#### The request:
Repeat the material exactly, every line of it.

#### Task material:
__________________________________________________

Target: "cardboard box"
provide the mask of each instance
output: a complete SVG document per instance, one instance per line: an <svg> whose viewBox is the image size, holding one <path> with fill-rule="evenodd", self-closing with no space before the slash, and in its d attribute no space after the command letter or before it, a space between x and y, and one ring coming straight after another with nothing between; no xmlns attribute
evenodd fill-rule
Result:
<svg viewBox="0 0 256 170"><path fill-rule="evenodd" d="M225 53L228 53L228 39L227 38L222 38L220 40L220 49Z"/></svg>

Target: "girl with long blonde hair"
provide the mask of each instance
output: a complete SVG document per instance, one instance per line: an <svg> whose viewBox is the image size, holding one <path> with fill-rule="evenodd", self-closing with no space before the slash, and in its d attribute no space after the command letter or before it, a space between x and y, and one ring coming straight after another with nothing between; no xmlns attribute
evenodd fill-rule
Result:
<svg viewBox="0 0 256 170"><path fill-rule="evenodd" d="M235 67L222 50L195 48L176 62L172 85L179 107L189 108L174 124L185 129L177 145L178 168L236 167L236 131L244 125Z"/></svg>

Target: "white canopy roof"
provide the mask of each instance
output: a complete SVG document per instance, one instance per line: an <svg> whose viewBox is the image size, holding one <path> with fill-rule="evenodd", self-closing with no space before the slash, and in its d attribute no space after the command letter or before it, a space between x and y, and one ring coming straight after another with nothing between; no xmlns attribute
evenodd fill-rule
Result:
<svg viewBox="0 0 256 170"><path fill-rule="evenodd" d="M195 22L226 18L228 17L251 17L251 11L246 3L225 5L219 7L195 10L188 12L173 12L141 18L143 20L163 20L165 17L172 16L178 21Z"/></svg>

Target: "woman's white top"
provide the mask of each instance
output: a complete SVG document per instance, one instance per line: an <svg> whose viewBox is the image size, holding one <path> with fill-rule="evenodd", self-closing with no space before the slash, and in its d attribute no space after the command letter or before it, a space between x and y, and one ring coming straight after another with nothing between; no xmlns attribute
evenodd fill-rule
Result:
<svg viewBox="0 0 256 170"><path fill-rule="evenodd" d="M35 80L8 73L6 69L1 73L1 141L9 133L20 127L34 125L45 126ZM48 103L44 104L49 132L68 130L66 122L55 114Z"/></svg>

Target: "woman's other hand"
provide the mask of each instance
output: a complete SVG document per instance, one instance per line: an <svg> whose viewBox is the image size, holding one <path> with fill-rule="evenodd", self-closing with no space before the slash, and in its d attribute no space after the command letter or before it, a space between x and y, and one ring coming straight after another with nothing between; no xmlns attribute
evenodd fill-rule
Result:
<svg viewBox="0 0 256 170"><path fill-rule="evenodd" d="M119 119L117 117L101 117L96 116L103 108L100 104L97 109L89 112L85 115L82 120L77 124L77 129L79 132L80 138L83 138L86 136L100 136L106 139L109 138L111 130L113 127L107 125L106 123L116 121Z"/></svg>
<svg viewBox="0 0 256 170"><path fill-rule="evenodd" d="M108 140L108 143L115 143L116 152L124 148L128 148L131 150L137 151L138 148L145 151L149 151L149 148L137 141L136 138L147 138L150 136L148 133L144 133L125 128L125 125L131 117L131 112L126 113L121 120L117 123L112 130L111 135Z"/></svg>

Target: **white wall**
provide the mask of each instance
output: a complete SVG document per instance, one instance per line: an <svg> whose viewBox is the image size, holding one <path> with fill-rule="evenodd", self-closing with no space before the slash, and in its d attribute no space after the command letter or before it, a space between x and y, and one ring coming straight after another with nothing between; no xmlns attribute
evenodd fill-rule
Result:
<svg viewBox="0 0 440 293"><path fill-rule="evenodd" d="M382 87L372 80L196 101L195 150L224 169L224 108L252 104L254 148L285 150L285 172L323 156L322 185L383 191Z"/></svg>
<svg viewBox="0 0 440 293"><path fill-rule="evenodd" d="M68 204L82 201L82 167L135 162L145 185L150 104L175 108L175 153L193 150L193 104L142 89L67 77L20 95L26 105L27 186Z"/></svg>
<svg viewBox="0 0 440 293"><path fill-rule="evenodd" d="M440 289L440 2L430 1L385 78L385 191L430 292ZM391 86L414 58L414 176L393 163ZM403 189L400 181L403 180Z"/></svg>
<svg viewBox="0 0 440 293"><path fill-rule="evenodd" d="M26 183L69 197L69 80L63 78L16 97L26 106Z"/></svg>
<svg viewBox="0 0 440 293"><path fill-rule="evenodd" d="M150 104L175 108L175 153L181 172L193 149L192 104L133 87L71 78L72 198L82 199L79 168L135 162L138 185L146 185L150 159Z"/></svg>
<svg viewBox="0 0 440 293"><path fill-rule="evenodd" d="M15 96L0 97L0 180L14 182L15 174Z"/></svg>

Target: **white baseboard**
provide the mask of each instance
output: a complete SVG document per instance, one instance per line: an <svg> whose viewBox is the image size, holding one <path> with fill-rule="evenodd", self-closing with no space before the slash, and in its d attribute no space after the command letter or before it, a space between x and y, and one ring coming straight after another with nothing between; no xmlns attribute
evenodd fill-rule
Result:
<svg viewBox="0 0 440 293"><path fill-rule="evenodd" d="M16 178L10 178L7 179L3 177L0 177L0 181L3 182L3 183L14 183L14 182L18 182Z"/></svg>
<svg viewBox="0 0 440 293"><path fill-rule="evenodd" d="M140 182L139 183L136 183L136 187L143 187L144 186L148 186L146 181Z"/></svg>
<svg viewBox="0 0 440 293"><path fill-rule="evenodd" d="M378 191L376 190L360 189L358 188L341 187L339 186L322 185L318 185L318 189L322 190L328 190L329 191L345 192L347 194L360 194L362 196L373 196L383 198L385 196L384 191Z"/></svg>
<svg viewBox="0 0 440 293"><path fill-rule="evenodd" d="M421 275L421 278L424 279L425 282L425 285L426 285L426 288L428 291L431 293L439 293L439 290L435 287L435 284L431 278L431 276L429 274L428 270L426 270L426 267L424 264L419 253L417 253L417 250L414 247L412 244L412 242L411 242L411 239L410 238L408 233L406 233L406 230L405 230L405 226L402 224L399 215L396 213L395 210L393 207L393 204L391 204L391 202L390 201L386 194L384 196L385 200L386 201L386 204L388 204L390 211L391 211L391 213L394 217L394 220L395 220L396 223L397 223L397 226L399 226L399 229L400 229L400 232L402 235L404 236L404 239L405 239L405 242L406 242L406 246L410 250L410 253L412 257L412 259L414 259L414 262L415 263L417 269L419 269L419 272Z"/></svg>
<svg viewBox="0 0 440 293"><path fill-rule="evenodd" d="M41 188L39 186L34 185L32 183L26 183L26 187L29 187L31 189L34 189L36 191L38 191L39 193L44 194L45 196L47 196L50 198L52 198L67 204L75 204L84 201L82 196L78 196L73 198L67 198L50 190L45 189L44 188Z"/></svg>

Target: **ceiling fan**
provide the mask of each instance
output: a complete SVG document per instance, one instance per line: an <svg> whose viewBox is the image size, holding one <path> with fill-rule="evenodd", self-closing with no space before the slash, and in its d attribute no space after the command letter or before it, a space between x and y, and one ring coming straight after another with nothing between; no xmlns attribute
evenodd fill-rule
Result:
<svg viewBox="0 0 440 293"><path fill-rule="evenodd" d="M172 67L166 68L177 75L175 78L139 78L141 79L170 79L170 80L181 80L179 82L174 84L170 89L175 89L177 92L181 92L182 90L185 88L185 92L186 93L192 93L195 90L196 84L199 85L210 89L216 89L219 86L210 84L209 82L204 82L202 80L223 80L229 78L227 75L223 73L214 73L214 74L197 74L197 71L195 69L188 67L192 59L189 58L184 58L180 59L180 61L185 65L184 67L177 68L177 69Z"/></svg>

__________________________________________________

#### Result:
Target: "cardboard box"
provide the mask of each instance
output: a complete SVG document per instance, one instance per line: an <svg> whose viewBox is the image size, holding one <path> with fill-rule="evenodd", self-closing with no space before the slash, and in its d attribute no space after the command letter or before it, a space between x and y, and one ring coming straight after another with nothing between; no xmlns attribute
evenodd fill-rule
Result:
<svg viewBox="0 0 256 170"><path fill-rule="evenodd" d="M225 53L228 53L228 39L227 38L222 38L220 40L220 49Z"/></svg>

Target: "girl with long blonde hair"
provide the mask of each instance
output: a complete SVG document per instance, one instance per line: an <svg> whose viewBox is the image size, holding one <path> with fill-rule="evenodd", self-closing with no space before the slash, and in its d attribute no space after the command letter or before it, a space between x and y, and one ring coming straight after another with nothing between; no xmlns attribute
evenodd fill-rule
Result:
<svg viewBox="0 0 256 170"><path fill-rule="evenodd" d="M235 67L222 50L195 48L176 62L172 85L179 107L189 108L174 124L185 129L177 145L178 168L236 167L236 131L244 125Z"/></svg>

Target: "white canopy roof"
provide the mask of each instance
output: a complete SVG document per instance, one instance per line: an <svg> whose viewBox is the image size, holding one <path> with fill-rule="evenodd", self-closing with no space before the slash, and in its d attribute no space after the command letter or before it, a space between x and y, and one ring coming straight after another with nothing between; no xmlns attribute
evenodd fill-rule
Result:
<svg viewBox="0 0 256 170"><path fill-rule="evenodd" d="M195 22L226 18L228 17L251 17L251 11L246 3L225 5L219 7L195 10L188 12L173 12L141 18L143 20L163 20L165 17L172 16L178 21Z"/></svg>

Target: "woman's white top"
provide the mask of each instance
output: a complete SVG document per instance, one instance per line: an <svg> whose viewBox is the image size, holding one <path> with fill-rule="evenodd", self-closing with no space before the slash, and in its d attribute no space after the command letter or before it, a space between x and y, and one ring coming straight after another with nothing between; no xmlns attribute
evenodd fill-rule
Result:
<svg viewBox="0 0 256 170"><path fill-rule="evenodd" d="M35 80L8 73L6 69L1 73L1 141L9 133L20 127L34 125L45 126ZM48 103L44 104L49 132L68 130L66 122L55 114Z"/></svg>

Target: "woman's other hand"
provide the mask of each instance
output: a complete SVG document per instance, one instance per line: an <svg> whose viewBox is the image size, holding one <path> with fill-rule="evenodd", self-closing with no space before the slash, and in its d attribute no space after the command letter or before it, a space between x and y, and one ring coming straight after another with nothing between; no xmlns attribute
evenodd fill-rule
Result:
<svg viewBox="0 0 256 170"><path fill-rule="evenodd" d="M119 119L117 117L101 117L96 116L103 108L100 104L97 109L89 112L85 115L82 120L77 124L77 129L79 132L80 138L83 138L86 136L100 136L106 139L109 138L111 130L113 127L107 125L106 123L116 121Z"/></svg>
<svg viewBox="0 0 256 170"><path fill-rule="evenodd" d="M108 140L108 143L115 143L116 152L124 148L128 148L131 150L137 151L138 148L145 151L149 151L149 148L137 141L136 138L147 138L150 136L148 133L144 133L125 128L125 125L131 117L131 112L126 113L121 120L117 123L112 130L111 135Z"/></svg>

Target: **white wall**
provide the mask of each instance
output: a complete SVG document per instance, one instance per line: an <svg> whose viewBox is the image size, holding one <path> with fill-rule="evenodd", self-closing with no space before the slash, and in its d attribute no space after the command letter or before it, a space between x and y, and one ring coming straight after another with nothing between; no xmlns attribute
evenodd fill-rule
Result:
<svg viewBox="0 0 440 293"><path fill-rule="evenodd" d="M382 87L372 80L196 101L195 150L224 169L224 108L252 104L254 148L285 150L285 172L323 156L322 185L383 191Z"/></svg>
<svg viewBox="0 0 440 293"><path fill-rule="evenodd" d="M68 204L82 201L82 167L135 162L145 185L150 104L175 108L175 153L193 150L193 104L142 89L67 77L20 95L26 105L27 186Z"/></svg>
<svg viewBox="0 0 440 293"><path fill-rule="evenodd" d="M440 289L440 2L430 1L385 78L385 191L430 292ZM391 86L414 58L414 176L393 163ZM403 189L400 181L403 180Z"/></svg>
<svg viewBox="0 0 440 293"><path fill-rule="evenodd" d="M26 183L69 197L69 80L63 78L16 97L26 106Z"/></svg>
<svg viewBox="0 0 440 293"><path fill-rule="evenodd" d="M150 104L175 108L175 153L181 172L193 149L192 104L133 87L71 78L72 198L82 199L79 168L135 162L138 185L146 185L150 159Z"/></svg>
<svg viewBox="0 0 440 293"><path fill-rule="evenodd" d="M15 96L0 97L0 180L14 182L15 174Z"/></svg>

Target: **white baseboard**
provide the mask of each instance
output: a complete SVG document per instance, one instance per line: an <svg> whose viewBox is the image size, holding one <path> with fill-rule="evenodd", self-closing with no space before the slash, and in its d attribute no space after the command letter or before it, a space between x and y, and one ring coming straight after another with nothing between; no xmlns attribute
evenodd fill-rule
Result:
<svg viewBox="0 0 440 293"><path fill-rule="evenodd" d="M16 178L10 178L7 179L3 177L0 177L0 181L3 182L3 183L14 183L14 182L18 182Z"/></svg>
<svg viewBox="0 0 440 293"><path fill-rule="evenodd" d="M140 182L139 183L136 183L136 187L143 187L144 186L148 186L146 181Z"/></svg>
<svg viewBox="0 0 440 293"><path fill-rule="evenodd" d="M378 191L376 190L360 189L358 188L341 187L339 186L322 185L318 185L318 189L322 190L328 190L329 191L345 192L347 194L360 194L362 196L373 196L383 198L385 196L384 191Z"/></svg>
<svg viewBox="0 0 440 293"><path fill-rule="evenodd" d="M421 275L421 278L424 279L425 282L425 285L426 285L426 288L428 291L431 293L439 293L439 290L435 287L435 284L431 278L431 276L429 274L428 270L426 270L426 267L424 264L419 253L417 253L417 250L414 247L412 244L412 242L411 242L411 239L410 238L408 233L406 233L406 230L405 230L405 226L402 224L399 215L396 213L395 210L393 207L393 204L391 204L391 202L390 201L386 194L384 196L385 200L386 201L386 204L388 204L390 211L391 211L391 213L394 217L394 220L395 220L396 223L397 223L397 226L399 226L399 229L400 229L400 232L402 235L404 236L404 239L405 239L405 242L406 242L406 246L410 250L410 253L412 257L412 259L414 259L414 262L415 263L417 269L419 269L419 272Z"/></svg>
<svg viewBox="0 0 440 293"><path fill-rule="evenodd" d="M41 188L39 186L34 185L32 183L26 183L26 187L29 187L31 189L34 189L36 191L38 191L39 193L44 194L45 196L47 196L50 198L52 198L67 204L75 204L84 201L82 196L78 196L73 198L67 198L50 190L45 189L44 188Z"/></svg>

Target: **ceiling fan**
provide the mask of each instance
output: a complete SVG document per instance, one instance per line: an <svg> whose viewBox is the image size, holding one <path> with fill-rule="evenodd", self-closing with no space before the slash, and in its d attribute no space after the command letter or before it, a space between x and y, and one ring coming straight after another with nothing between; no xmlns attribute
evenodd fill-rule
Result:
<svg viewBox="0 0 440 293"><path fill-rule="evenodd" d="M172 67L166 68L177 75L175 78L139 78L141 79L170 79L170 80L181 80L179 82L174 84L170 89L175 89L177 92L181 92L182 90L185 88L185 92L186 93L192 93L195 90L196 84L199 85L210 89L216 89L219 86L210 84L209 82L204 82L202 80L223 80L229 78L227 75L223 73L214 73L214 74L197 74L197 71L195 69L188 67L192 59L189 58L184 58L180 59L180 61L185 65L184 67L177 68L177 69Z"/></svg>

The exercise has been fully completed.